▶ _Written exercise_: Quote the material below word for word, but leave out the pictures.

Region annotation entries:
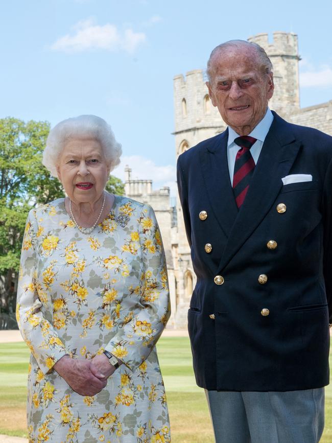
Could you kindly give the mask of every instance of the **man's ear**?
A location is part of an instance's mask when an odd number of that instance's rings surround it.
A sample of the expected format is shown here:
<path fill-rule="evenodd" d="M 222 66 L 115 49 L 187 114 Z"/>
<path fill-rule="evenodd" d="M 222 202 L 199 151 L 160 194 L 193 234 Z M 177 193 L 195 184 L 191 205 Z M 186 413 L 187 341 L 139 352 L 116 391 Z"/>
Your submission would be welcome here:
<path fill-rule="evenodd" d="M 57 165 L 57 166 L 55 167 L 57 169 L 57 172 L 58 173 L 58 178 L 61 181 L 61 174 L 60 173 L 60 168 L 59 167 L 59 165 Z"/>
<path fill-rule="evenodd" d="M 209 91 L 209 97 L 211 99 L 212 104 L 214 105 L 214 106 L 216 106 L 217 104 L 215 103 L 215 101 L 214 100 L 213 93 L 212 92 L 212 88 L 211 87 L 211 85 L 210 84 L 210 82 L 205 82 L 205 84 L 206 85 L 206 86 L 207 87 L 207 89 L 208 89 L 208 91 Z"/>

▶ _Result for this exercise_:
Could you kindly give the mask of every instance of the **man's ear**?
A location is part of an instance's mask when an odd number of that instance's rings surround it.
A sample of the expected format is shown here:
<path fill-rule="evenodd" d="M 222 66 L 115 49 L 187 114 Z"/>
<path fill-rule="evenodd" d="M 222 202 L 199 151 L 160 194 L 193 234 Z M 177 193 L 195 184 L 191 205 Z M 186 413 L 187 341 L 139 352 L 116 391 Z"/>
Your submission would be welcome here:
<path fill-rule="evenodd" d="M 57 165 L 57 166 L 55 167 L 57 169 L 57 172 L 58 173 L 58 178 L 61 181 L 61 174 L 60 173 L 60 168 L 59 167 L 59 165 Z"/>
<path fill-rule="evenodd" d="M 209 91 L 209 97 L 211 99 L 212 104 L 214 105 L 214 106 L 216 106 L 217 104 L 215 103 L 215 101 L 214 100 L 213 93 L 212 92 L 212 88 L 211 87 L 211 85 L 210 84 L 210 82 L 205 82 L 205 84 L 206 85 L 206 86 L 207 87 L 207 89 L 208 89 L 208 91 Z"/>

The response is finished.